§ Problem to work on: All the records that follow need to be reproduced exactly. Omit the images.

§ Dataset excerpts:

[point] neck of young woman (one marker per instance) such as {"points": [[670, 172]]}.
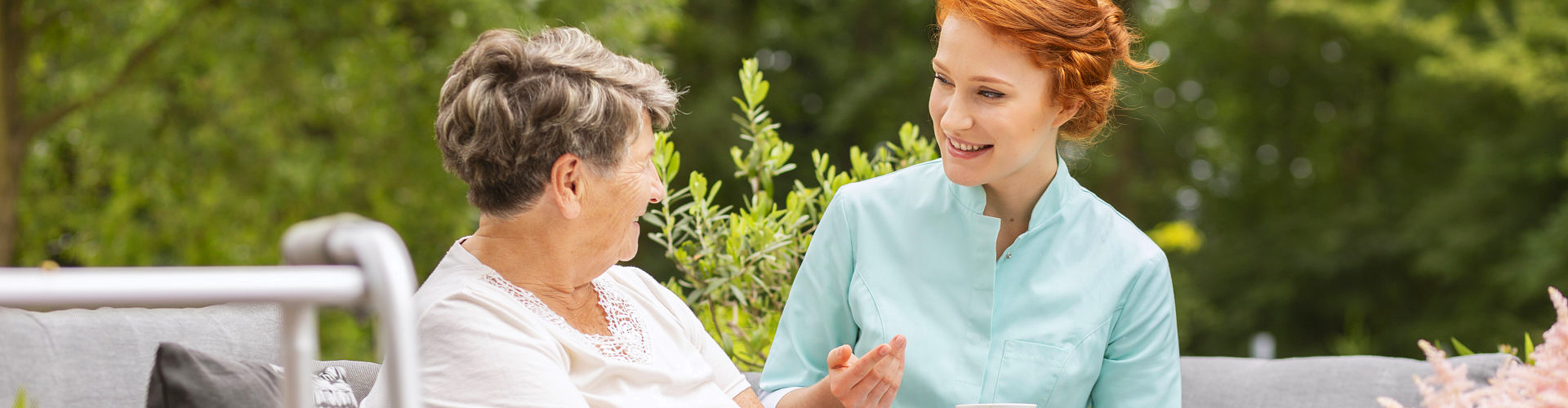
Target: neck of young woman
{"points": [[1012, 200]]}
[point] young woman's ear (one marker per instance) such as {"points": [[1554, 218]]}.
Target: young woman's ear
{"points": [[1068, 110], [567, 184]]}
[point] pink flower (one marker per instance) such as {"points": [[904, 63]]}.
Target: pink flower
{"points": [[1544, 385]]}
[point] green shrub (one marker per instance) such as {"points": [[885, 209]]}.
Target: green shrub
{"points": [[737, 264]]}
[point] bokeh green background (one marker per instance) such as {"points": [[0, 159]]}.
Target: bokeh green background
{"points": [[1365, 173]]}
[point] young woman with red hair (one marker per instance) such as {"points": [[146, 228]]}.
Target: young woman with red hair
{"points": [[988, 275]]}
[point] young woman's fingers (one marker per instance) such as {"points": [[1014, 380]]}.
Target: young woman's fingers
{"points": [[866, 363]]}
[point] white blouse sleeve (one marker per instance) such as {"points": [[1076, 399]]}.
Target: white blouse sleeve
{"points": [[472, 357], [725, 372]]}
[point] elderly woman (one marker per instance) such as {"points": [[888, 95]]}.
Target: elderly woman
{"points": [[1010, 280], [554, 137]]}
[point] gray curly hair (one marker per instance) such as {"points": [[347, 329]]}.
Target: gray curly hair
{"points": [[511, 105]]}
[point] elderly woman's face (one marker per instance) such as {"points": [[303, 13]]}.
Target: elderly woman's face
{"points": [[991, 105], [632, 184]]}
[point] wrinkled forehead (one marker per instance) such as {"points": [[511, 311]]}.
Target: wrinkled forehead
{"points": [[968, 47]]}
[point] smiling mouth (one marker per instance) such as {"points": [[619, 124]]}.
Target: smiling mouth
{"points": [[966, 146]]}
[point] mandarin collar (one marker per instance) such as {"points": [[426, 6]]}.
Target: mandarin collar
{"points": [[1046, 209]]}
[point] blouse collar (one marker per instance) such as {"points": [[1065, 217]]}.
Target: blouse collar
{"points": [[1049, 206]]}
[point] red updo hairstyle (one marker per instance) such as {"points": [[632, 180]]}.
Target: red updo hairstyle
{"points": [[1079, 41]]}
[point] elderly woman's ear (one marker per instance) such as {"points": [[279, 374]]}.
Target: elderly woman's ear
{"points": [[567, 185]]}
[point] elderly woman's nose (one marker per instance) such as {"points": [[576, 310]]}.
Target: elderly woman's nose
{"points": [[657, 192]]}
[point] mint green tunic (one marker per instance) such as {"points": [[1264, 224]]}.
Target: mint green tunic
{"points": [[1078, 311]]}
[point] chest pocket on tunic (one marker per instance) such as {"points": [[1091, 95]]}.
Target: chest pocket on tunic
{"points": [[1029, 372]]}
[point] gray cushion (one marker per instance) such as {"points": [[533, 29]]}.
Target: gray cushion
{"points": [[1329, 382], [102, 357], [359, 374], [190, 379]]}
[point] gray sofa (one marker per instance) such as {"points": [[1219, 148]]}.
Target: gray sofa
{"points": [[104, 357]]}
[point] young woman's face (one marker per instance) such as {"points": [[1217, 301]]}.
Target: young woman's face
{"points": [[995, 115]]}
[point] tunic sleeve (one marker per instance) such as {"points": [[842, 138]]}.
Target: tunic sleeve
{"points": [[1142, 363], [816, 316], [474, 358]]}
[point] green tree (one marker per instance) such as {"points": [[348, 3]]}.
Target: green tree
{"points": [[1365, 173], [194, 132]]}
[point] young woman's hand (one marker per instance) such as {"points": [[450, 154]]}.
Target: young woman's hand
{"points": [[869, 380]]}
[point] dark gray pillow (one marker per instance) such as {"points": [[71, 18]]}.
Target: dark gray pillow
{"points": [[184, 377], [1317, 382]]}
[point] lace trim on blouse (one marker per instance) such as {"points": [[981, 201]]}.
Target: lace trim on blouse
{"points": [[626, 341]]}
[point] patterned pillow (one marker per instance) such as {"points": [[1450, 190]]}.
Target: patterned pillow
{"points": [[184, 377]]}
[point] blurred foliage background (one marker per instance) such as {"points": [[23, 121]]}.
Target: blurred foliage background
{"points": [[1346, 175]]}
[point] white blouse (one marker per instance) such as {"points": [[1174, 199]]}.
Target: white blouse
{"points": [[487, 343]]}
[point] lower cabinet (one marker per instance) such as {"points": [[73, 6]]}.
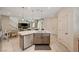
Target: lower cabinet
{"points": [[35, 38], [41, 38], [26, 41]]}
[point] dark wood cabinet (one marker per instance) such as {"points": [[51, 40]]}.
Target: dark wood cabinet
{"points": [[41, 38]]}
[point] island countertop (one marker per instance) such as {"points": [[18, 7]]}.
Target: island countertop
{"points": [[32, 31]]}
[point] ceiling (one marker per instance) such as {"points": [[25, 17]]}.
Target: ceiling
{"points": [[31, 12]]}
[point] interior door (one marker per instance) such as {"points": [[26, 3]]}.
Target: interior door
{"points": [[65, 28]]}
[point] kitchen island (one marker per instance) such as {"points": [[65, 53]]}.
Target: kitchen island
{"points": [[28, 38]]}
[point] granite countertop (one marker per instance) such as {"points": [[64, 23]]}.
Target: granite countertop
{"points": [[32, 31]]}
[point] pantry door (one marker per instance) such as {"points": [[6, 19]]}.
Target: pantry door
{"points": [[65, 28]]}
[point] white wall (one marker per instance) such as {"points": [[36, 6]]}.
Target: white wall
{"points": [[6, 24]]}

§ Expected answer:
[point] neck of young woman (one marker per instance) such as {"points": [[670, 172]]}.
Target: neck of young woman
{"points": [[1012, 200]]}
[point] young woman's ear (one marker per instance) such as {"points": [[1554, 218]]}.
Target: young woman's ear
{"points": [[1068, 110], [567, 184]]}
[point] pink flower (one marker per instance) such as {"points": [[904, 63]]}.
Target: pink flower
{"points": [[1544, 385]]}
[point] green shrub (one marker per instance) such as {"points": [[885, 209]]}.
Target: green shrub
{"points": [[737, 264]]}
[point] bokeh green background (one marker per instance) such as {"points": [[0, 159]]}.
Target: bokeh green background
{"points": [[1365, 173]]}
[point] young woman with red hair (one marker per instance) such as {"points": [[146, 228]]}.
Target: young woman with red hair
{"points": [[988, 275]]}
[point] young woman's fingers (one marker per instance) such as {"points": [[1014, 380]]}.
Target: young woman's fingers
{"points": [[866, 363]]}
[point] white blouse sleeve (one marker per instance) such as {"points": [[1076, 399]]}.
Target: white blouse sleeve
{"points": [[472, 357], [725, 372]]}
[point] elderly woman (one marker per instance) such as {"points": [[888, 95]]}.
Target: elderly woman
{"points": [[1010, 280], [554, 137]]}
[point] gray curly hair (one marker per instance) such as {"points": [[347, 329]]}.
Target: gray curly hair
{"points": [[511, 105]]}
[point] elderly woman's face (one marker per instance) such as {"points": [[303, 13]]}.
Target: elderly woman's face
{"points": [[991, 105], [632, 184]]}
[point] wrinkled forehead (one marker per instance) such as {"points": [[511, 311]]}.
Target: wrinkled forehead
{"points": [[968, 47]]}
[point] smiling mouth (one marker per instance) such as {"points": [[619, 124]]}.
Target: smiling mouth
{"points": [[966, 146]]}
[point] mandarin collar (one marker per instance) such as {"points": [[426, 6]]}.
Target: mandarin collar
{"points": [[1046, 209]]}
[point] blouse collar (one marker per instance) such as {"points": [[1065, 217]]}.
Target: blouse collar
{"points": [[1049, 206]]}
[point] red updo hairstyle (one marker per instance) such as {"points": [[632, 180]]}.
Target: red updo hairstyle
{"points": [[1079, 41]]}
[point] elderly woman's ear (one marker per instance) such as {"points": [[279, 374]]}.
Target: elderly woman's ear
{"points": [[567, 185]]}
[point] elderly woman's nose (one marker per instance) such as {"points": [[576, 310]]}.
Target: elderly woman's nose
{"points": [[657, 192]]}
[point] mint green tunic (one marker per instance) such as {"points": [[1264, 224]]}.
Target: mint green tunic
{"points": [[1078, 311]]}
[point] chest pocket on tunic (one marker per instance) such as {"points": [[1091, 95]]}.
Target: chest pocket on tunic
{"points": [[1029, 372]]}
[point] gray cushion (one marker per instance) such as {"points": [[533, 29]]}.
Target: gray cushion
{"points": [[1329, 382], [102, 357], [359, 374], [190, 379]]}
[point] gray sofa (one marker per instance) such as {"points": [[1219, 148]]}.
Target: gray sofa
{"points": [[104, 357]]}
[point] young woman's face (one marker per instance) such as {"points": [[1217, 301]]}.
Target: young woman's face
{"points": [[995, 115]]}
[point] tunic sleeve (one marker per instance) such as {"points": [[842, 138]]}.
Target: tunic sleeve
{"points": [[1142, 363], [816, 316], [474, 358]]}
[point] green tree (one marker per instance) such as {"points": [[348, 3]]}.
Target: green tree
{"points": [[1365, 173], [194, 132]]}
[point] young woman's hand (one marker per instance) such as {"points": [[450, 154]]}.
Target: young woman's hand
{"points": [[869, 380]]}
[point] dark gray pillow (one marker per instance) such as {"points": [[71, 18]]}.
Target: dark gray pillow
{"points": [[184, 377], [1317, 382]]}
[point] lace trim on blouse (one marker per instance) such as {"points": [[981, 201]]}.
Target: lace trim on blouse
{"points": [[626, 341]]}
[point] patterned pillow (one marker per instance) such as {"points": [[1450, 190]]}.
Target: patterned pillow
{"points": [[184, 377]]}
[point] blurred foliage background (one marker per instance) such as {"points": [[23, 121]]}.
Target: blurred foliage background
{"points": [[1346, 175]]}
[point] white blouse (one marker per instance) such as {"points": [[1174, 199]]}.
Target: white blouse
{"points": [[487, 343]]}
[point] lower cabinet (one marker per instance) such as {"points": [[73, 6]]}.
Target: lower cabinet
{"points": [[35, 38], [41, 38], [26, 41]]}
[point] dark wood cabinet (one marker per instance) such as {"points": [[51, 40]]}.
Target: dark wood cabinet
{"points": [[41, 38]]}
[point] island countertop (one marker per instance) such as {"points": [[18, 7]]}.
Target: island countertop
{"points": [[32, 31]]}
[point] ceiling (one marker per instance) such as {"points": [[25, 17]]}.
Target: ceiling
{"points": [[31, 12]]}
[point] interior door (one marker per instance) such as {"points": [[26, 3]]}.
Target: interior door
{"points": [[65, 28]]}
[point] kitchen island (one marker per instance) such as {"points": [[65, 53]]}.
Target: kitchen island
{"points": [[28, 38]]}
[point] granite countertop (one marker per instance) such as {"points": [[64, 23]]}.
Target: granite countertop
{"points": [[32, 31]]}
[point] pantry door (one marker per instance) such as {"points": [[6, 19]]}.
Target: pantry door
{"points": [[65, 28]]}
[point] white wall (one marker per instance) such as {"points": [[36, 6]]}.
Target: white wall
{"points": [[6, 24]]}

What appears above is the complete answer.